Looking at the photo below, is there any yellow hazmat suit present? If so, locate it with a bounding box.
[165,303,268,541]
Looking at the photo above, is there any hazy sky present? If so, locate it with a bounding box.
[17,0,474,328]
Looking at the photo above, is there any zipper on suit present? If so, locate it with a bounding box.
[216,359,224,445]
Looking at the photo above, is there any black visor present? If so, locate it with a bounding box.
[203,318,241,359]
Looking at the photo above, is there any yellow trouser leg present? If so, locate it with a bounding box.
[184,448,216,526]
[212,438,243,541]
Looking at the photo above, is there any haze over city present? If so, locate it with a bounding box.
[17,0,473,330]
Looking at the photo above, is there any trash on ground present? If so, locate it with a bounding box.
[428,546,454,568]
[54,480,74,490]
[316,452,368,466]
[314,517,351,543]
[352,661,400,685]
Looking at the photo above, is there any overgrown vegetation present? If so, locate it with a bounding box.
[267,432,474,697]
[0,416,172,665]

================================

■ WRITTEN TASK: Lay out the records from the line containing "Looking at the photo above, is there any zipper" through the end of the records as a Markdown table with the columns Row and Record line, numbering each line and omitting any blank lines.

■ WRITTEN REPLY:
| Row | Record line |
|---|---|
| 1 | Looking at the photo above, is there any zipper on suit present? If so, locate it with a bounding box. |
| 2 | [216,359,224,445] |
| 3 | Looking at the photo above, is there any black visor present? If so, locate it with a bounding box. |
| 4 | [203,318,241,359] |
| 5 | Looking at the photo above, is there any yellow trouser leg present? If so, locate it with a bounding box. |
| 6 | [184,448,216,526] |
| 7 | [212,438,243,541] |
| 8 | Looking at the photo above, is there any haze over city present? If so, locate it with a bounding box. |
| 9 | [17,0,473,330] |
| 10 | Looking at the photo above, is there any trash on ground present? If so, locate it with a bounding box. |
| 11 | [428,546,454,568] |
| 12 | [54,480,74,490] |
| 13 | [316,452,368,466] |
| 14 | [314,517,351,543] |
| 15 | [352,661,400,685] |
| 16 | Looking at the photo above, is there any overgrown vegetation present? If so, locate it with a bounding box. |
| 17 | [267,432,474,697] |
| 18 | [0,416,172,665] |